29 September 2015

Anaokuluna Başlangıç


Okuldan bir gece önce:

Sen şimdi yatağında mışıl mışıl uyuyorsun ama ben hala yatamadım.

Sen henüz heyecandan uyuyamamanın ne olduğunu bilmiyorsun belki ama ben 02:00 olmasına rağmen cin gibi ayaktayım.

Sen yarın "büyük" okuluna gideceğin için heyecanlısın, ben ise akşam okuldan eve nasıl döneceğini merak ettiğim için.

Sen yarın ne oynayacağını düşünüyorsun ben ise ileride ne olacağını.

Sen okulunun ilk gününde saçlarını nasıl yapmak istediğini düşünüyorsun, ben ise mezuniyetini.

Sabaha kadar seni seyrediyorum. İçindeki meleğin yüzüne vuran ifadesini.

Kırmızı ayakkabıların hazır ama sen de hazır mısın bu hayata?

Okulun ilk günü:

Sabah erkenden uyanıp kendin giyiniyor ve benden önce hazır oluyorsun. Biraz bahçede fotoğraf çekiyoruz. Beni kırmıyorsun ve birlikte ilk gün anısına fotoğrafçıya gidiyoruz. 

Heyecanını hissedebiliyorum. Sen de benimkini elbette. Yolda gelen telefon ile zaten her daim hazır olan gözyaşlarımı tutamıyorum. Seçil'in sesi geliyor. Çoktan yola çıkmış, o da geliyor okula. Titriyorum. Sen de seviniyorsun. Onu okul bahçesinde ilk görüşünü unutmam mümkün değil.


Yaklaşık 98-110cm aralığındaki 18 endişeli yüz ile buluşuyoruz sınıfında. Onların aynı ifadeli aileleri ile de tabi ki. Resmi tebessümlerle birbirimizi selamlıyoruz. İki kişi var sınıfta. Kendinden emin, mutlu ve içten gülen: Sınıfın iki öğretmeni. İçimi rahatlıyor. Onlara emanet ediyorum seni.

Eve geçip, okul servisi ile dönüşünü beklemeye başlıyorum.Gelmek bilmiyor servis. Binebildin mi, iyi misin bilmiyorum. Mutlu musun acaba? Ne kadar çok bilinmeyen var.

İnişini unutmam mümkün olmayacak. Yüzündeki gururlu ifadeyi de. Mutlusun.

Her şey yolunda işte. En azından şimdilik...

Ana okulu serüvenin başladı miniciğim, küçücüğüm...Hadi hepimize kolay gelsin..

== Sağlanan kayıtlar ==
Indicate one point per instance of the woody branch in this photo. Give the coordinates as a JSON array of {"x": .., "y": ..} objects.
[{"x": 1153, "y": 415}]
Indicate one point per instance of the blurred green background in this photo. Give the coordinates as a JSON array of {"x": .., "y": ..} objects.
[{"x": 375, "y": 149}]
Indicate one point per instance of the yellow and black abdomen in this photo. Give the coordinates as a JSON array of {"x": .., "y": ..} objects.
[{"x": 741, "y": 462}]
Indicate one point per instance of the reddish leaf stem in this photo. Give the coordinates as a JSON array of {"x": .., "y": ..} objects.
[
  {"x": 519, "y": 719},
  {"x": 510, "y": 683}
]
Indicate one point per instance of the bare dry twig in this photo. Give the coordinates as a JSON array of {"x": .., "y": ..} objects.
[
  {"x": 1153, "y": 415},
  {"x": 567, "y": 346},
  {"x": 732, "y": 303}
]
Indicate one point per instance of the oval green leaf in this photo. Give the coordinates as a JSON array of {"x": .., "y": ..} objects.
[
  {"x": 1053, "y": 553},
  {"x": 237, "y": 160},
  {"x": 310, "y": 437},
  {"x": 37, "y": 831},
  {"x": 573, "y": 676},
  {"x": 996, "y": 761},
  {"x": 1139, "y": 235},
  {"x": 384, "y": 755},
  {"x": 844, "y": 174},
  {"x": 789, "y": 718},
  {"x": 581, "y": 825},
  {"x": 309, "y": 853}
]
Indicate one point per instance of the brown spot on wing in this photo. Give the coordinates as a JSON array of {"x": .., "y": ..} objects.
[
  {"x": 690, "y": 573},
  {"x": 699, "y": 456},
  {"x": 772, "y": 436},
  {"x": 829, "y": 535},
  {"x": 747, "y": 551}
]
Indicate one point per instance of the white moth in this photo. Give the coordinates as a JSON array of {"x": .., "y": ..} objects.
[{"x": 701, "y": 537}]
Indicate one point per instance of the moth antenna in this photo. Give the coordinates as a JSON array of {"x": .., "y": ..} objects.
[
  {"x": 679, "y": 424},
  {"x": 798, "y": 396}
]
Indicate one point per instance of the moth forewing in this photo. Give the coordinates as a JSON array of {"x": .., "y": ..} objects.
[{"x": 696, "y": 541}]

== Kısa alıştırma 1 ==
Belge alıntısında "Sen yarın ne" ile başlayıp "unutmam mümkün değil." ifadesine kadar süren bölümü hiçbir değişiklik yapmadan yeniden yazın.
== Kısa alıştırma 2 ==
Belge alıntısına göre aşağıdaki soruları yanıtlayın.
(a) Okuldan bir gece önce anlatıcı saat kaç olmasına rağmen hâlâ ayaktadır?
(b) Sınıfta kaç endişeli yüzle buluşulur?
(c) Çocuğun okuldan eve dönüşü ne ile beklenir?

== Beklenen çıktı 1 ==
Sen yarın ne oynayacağını düşünüyorsun ben ise ileride ne olacağını.

Sen okulunun ilk gününde saçlarını nasıl yapmak istediğini düşünüyorsun, ben ise mezuniyetini.

Sabaha kadar seni seyrediyorum. İçindeki meleğin yüzüne vuran ifadesini.

Kırmızı ayakkabıların hazır ama sen de hazır mısın bu hayata?

Okulun ilk günü:

Sabah erkenden uyanıp kendin giyiniyor ve benden önce hazır oluyorsun. Biraz bahçede fotoğraf çekiyoruz. Beni kırmıyorsun ve birlikte ilk gün anısına fotoğrafçıya gidiyoruz. 

Heyecanını hissedebiliyorum. Sen de benimkini elbette. Yolda gelen telefon ile zaten her daim hazır olan gözyaşlarımı tutamıyorum. Seçil'in sesi geliyor. Çoktan yola çıkmış, o da geliyor okula. Titriyorum. Sen de seviniyorsun. Onu okul bahçesinde ilk görüşünü unutmam mümkün değil.

== Beklenen çıktı 2 ==
(a) Anlatıcı, saat 02:00 olmasına rağmen hâlâ ayaktadır.
(b) Sınıfta 18 endişeli yüzle buluşulur.
(c) Çocuğun eve dönüşü okul servisi ile beklenir.